# Task statement
Every record should be copied exactly, except that pictures are to be omitted.

(Beginning of Data supplied)

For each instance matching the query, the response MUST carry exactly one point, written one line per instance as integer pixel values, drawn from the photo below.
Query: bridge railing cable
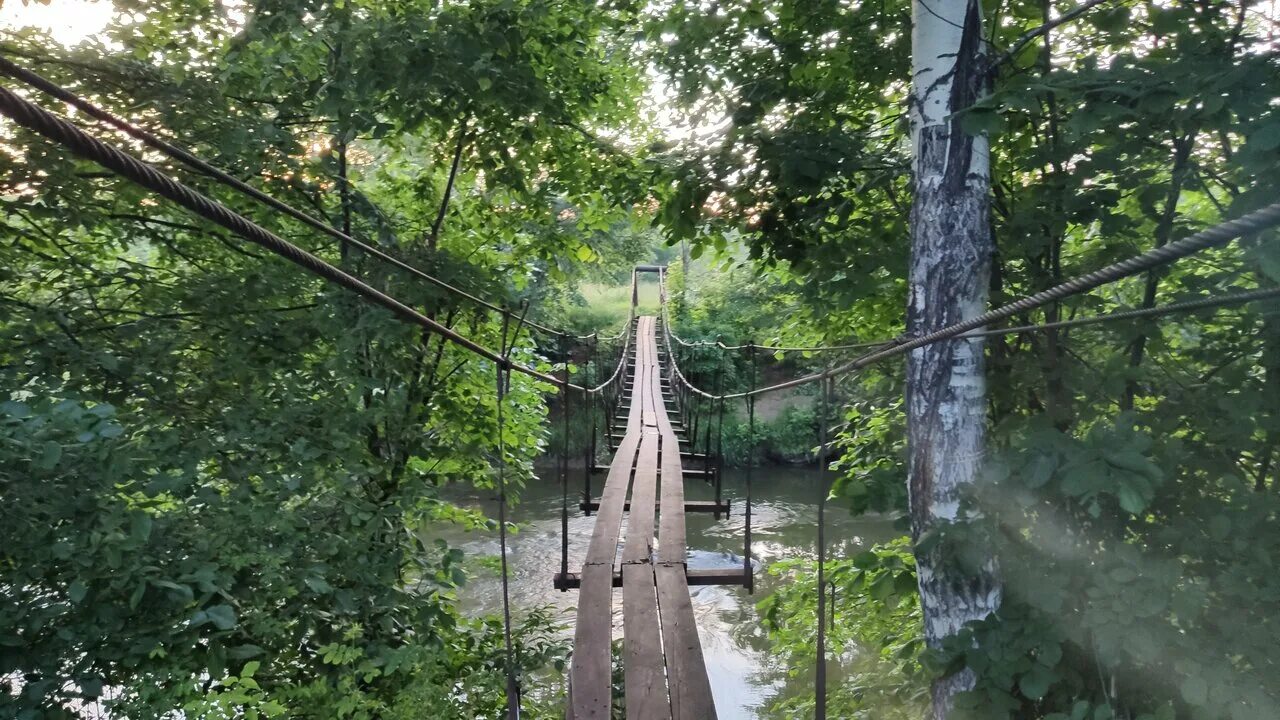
(187, 158)
(1215, 236)
(42, 122)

(End of Data supplied)

# Answer to this problem
For each instance matching the query, the response MUST carry exactly one point, written one line per instance as integer pixel values, drawn from the photo below.
Query: bridge railing cable
(187, 158)
(1215, 236)
(42, 122)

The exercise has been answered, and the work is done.